Seçilen Metin:
::::::::

Boş Koltuk

Harun Tokak

Harun Tokak

16 Mar 2025 11:47

  • Boş Koltuk

    Ramazan’ın ilk günlerinde Kemal Gülen Beyin İftar Zamanı programına katıldım.
    Ekran açılır açılmaz kendimi Kestane Kampı’nın içinde buldum.
    Sanki düşte sanki hülyalı bir düşüncedeydim.
    Dalgalı bir denize bakan gül bahçesindeydim.
    Bütün ağaçlar, çiçekler, koltuklar, kanepeler, ışıklarla derinleştirilmiş tablolar hep birlikte ayrılık senfonisini çalıyordu.
    “Bizim iller sensiz, bizim iller sessiz..”
    Kamp en tatlı rüyasındaydı
    Gözüme ilişen her bir eşya, her bir nesne bana derin bir hüzün veriyordu. Yüreğim bir yanardağ gibiydi. Ateşe düşmüş bir yaprak gibi kavruluyordum.
    Bu kutlu mekânın her köşesi Hocaefendi’yi hatırlatan hatıralarla parlıyordu.
    Duvarlarda, ışıklarla derinleştirilmiş tablolar; usta bir elden çıkmış motiflerle bezeli aydınlık kubbeler, kubbelerden üzerine nurların yağdığı krem rengi boydan boya serili halılar; halıyı tamamlayan kiremit rengi kanepeler…
    Her bir şey bir annenin kollarından koparılmış çocuğun sessiz çığlığı gibiydi
    Hocafendi kampın bahçesinde güller laleler arasında, serin servilerin altında yatıyordu. Ruhaniyeti, geceye sızan ay ışığı gibi kuşatıyordu her yanı.

::::::::

Alıştırma Bölümleri:
1. Boş Koltuk yazısına göre anlatıcı Ramazan'ın ilk günlerinde hangi programa katılmıştır?
2. Kestane Kampı'nı anlatan Boş Koltuk yazısını kaldığı yerden sürdürün.
Girdilerin metinle hiçbir ilgisi yoktur.

::::::::

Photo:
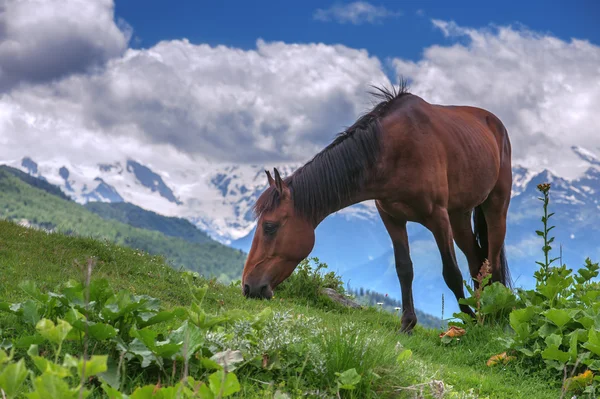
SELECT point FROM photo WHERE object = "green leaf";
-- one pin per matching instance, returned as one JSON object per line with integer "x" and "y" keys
{"x": 148, "y": 319}
{"x": 553, "y": 340}
{"x": 560, "y": 317}
{"x": 140, "y": 350}
{"x": 113, "y": 393}
{"x": 27, "y": 341}
{"x": 31, "y": 289}
{"x": 593, "y": 344}
{"x": 101, "y": 331}
{"x": 403, "y": 356}
{"x": 348, "y": 379}
{"x": 53, "y": 333}
{"x": 51, "y": 386}
{"x": 47, "y": 366}
{"x": 553, "y": 353}
{"x": 31, "y": 314}
{"x": 222, "y": 384}
{"x": 573, "y": 347}
{"x": 112, "y": 375}
{"x": 190, "y": 337}
{"x": 228, "y": 359}
{"x": 496, "y": 298}
{"x": 93, "y": 366}
{"x": 12, "y": 377}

::::::::

Sonuçlar:
1. Kemal Gülen Beyin İftar Zamanı programına katılmıştır.

2.
    O an bir kardeşimizin gördüğü rüyayı hatırladım:
    “Rüyamda siz tıraş olmuş bir halde Hocaefendi’nin kabri başında dua ediyordunuz. Ben de gelmiş ve ‘dua ediyor’ diye seviniyordum.”
    Bunca birikimin bunca ilmin bunca hatıranın sahibi bu daracık toprak parçasına nasıl sığmıştı. Hayalleri ufuklara, kendisi kürsülere sığmayan insan ufacık kabre nasıl sığmıştı.
     Kendimi hayretten alamıyordum.

    Artık Hocamızı rüyalarda ziyaret ediyorduk.
    Peygamberimiz (s.a.v) Muaz İbni Cebel’i Yemen’e gönderirken Medine’nin dışına kadar onu uğurluyor.
    Veda vakti gelince, “Ey Muâz!” diyor Peygamberimiz, (s.a.v); “Herhâlde bu seneden sonra benimle bir daha görüşemezsin! Umulur ki şu mescidime ve kabrime uğrarsın!”
    Bu sözler, Hazreti Muaz’ı boş bir çuval gibi yere yıkıyor ve hıçkıra hıçkara ağlamaya başlıyor.
    “Yüksek sesle ağlama ey Muaz!” diyor Peygamberimiz (s.a.v):
    “Zîrâ feryat ederek ağlamak şeytandandır.”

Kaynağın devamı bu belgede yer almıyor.